** Supplied data follows **
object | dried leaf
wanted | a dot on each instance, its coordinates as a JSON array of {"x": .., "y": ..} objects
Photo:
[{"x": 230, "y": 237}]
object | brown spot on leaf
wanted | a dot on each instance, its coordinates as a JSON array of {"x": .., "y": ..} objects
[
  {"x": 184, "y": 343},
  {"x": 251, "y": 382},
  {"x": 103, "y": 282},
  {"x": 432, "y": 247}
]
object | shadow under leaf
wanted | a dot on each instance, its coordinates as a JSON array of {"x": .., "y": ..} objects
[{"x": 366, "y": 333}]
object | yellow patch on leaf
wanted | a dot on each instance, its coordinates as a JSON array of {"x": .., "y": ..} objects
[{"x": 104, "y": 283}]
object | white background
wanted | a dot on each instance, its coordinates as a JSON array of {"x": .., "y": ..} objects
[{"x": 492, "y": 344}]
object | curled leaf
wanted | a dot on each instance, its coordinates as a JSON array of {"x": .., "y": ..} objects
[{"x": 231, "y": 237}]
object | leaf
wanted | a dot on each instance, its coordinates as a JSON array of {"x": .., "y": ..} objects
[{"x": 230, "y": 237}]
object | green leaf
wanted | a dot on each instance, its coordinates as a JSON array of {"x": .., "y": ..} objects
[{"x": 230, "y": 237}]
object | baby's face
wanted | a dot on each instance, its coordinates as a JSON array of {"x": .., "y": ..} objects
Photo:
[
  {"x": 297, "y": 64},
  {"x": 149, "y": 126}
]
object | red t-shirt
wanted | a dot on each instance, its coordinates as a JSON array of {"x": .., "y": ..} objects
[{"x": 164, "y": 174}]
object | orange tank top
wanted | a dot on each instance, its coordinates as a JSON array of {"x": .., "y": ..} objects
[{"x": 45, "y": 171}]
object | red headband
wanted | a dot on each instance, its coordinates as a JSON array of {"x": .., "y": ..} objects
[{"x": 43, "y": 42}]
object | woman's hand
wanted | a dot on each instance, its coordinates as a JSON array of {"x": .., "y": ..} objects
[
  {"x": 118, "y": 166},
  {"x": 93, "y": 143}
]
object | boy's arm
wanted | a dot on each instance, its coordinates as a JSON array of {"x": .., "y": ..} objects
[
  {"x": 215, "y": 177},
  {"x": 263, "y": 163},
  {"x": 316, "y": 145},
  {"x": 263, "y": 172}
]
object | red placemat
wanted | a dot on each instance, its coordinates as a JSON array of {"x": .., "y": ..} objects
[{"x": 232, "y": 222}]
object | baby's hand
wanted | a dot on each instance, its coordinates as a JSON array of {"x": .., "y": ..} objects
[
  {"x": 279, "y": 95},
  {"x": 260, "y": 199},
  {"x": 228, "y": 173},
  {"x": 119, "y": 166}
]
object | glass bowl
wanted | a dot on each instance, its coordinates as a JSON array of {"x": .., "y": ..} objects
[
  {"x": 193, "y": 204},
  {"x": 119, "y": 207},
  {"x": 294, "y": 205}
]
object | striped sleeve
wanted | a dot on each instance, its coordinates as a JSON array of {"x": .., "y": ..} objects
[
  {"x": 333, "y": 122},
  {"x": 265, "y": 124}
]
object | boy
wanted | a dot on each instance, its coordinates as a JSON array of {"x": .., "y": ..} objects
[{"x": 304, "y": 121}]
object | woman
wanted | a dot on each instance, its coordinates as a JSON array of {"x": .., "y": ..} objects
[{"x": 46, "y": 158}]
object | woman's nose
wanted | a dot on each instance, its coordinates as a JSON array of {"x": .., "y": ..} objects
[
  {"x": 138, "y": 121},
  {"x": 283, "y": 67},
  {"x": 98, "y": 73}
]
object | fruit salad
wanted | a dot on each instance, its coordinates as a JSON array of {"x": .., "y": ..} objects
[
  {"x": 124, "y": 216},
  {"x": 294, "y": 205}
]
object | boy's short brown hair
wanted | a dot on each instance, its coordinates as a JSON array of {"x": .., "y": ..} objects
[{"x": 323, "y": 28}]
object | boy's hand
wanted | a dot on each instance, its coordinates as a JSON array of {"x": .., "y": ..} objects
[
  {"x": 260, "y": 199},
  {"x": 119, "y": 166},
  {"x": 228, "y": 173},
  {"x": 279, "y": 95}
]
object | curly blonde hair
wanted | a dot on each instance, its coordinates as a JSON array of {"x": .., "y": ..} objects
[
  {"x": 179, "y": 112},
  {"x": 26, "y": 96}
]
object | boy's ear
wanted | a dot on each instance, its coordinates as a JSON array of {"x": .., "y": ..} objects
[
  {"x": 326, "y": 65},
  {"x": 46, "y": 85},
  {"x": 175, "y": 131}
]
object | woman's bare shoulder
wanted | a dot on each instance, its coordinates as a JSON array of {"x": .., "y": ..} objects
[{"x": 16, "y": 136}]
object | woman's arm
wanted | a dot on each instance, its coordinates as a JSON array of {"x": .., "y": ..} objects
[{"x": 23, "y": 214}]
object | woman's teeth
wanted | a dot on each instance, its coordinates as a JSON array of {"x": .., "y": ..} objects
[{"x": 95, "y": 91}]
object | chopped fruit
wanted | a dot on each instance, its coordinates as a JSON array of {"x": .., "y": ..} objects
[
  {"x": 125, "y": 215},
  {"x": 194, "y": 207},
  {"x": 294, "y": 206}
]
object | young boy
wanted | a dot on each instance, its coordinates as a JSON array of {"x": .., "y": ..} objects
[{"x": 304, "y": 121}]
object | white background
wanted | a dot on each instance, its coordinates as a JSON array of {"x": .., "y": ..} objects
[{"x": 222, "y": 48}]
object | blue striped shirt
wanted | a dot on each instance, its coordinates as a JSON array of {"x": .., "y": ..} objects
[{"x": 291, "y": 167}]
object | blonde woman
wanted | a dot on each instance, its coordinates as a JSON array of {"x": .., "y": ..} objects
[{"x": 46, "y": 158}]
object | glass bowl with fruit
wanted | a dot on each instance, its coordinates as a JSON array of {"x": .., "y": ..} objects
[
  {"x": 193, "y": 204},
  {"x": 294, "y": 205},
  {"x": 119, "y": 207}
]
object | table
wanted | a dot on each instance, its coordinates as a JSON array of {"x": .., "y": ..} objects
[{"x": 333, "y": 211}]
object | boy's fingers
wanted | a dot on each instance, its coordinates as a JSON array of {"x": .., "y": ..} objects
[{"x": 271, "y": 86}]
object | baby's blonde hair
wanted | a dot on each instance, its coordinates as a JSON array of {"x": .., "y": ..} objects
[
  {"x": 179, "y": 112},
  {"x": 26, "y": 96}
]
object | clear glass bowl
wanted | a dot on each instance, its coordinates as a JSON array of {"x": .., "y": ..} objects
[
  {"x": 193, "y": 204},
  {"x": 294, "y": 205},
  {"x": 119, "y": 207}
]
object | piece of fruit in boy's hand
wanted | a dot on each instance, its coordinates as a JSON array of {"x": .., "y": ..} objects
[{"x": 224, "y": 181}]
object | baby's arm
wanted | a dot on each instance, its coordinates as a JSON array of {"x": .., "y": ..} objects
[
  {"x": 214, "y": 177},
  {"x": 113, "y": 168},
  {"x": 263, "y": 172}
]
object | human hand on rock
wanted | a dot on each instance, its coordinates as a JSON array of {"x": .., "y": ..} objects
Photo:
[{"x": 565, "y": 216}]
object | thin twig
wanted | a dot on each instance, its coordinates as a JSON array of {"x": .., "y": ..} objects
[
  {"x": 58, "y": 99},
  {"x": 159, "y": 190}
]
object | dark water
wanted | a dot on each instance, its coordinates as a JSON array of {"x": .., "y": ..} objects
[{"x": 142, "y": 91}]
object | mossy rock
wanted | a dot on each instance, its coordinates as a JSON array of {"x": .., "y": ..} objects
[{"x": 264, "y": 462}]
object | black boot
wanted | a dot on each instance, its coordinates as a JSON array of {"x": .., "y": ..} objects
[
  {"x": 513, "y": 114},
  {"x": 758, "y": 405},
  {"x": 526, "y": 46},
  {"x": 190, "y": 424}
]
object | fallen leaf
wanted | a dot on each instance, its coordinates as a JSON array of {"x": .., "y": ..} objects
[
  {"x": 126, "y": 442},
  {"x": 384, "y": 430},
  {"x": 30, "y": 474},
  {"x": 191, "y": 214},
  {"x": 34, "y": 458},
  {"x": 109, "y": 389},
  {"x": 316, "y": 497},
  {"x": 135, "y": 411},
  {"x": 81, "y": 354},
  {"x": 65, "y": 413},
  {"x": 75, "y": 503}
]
** End of Supplied data **
Please tally the lines above that include the word "woman" and answer with the number by itself.

7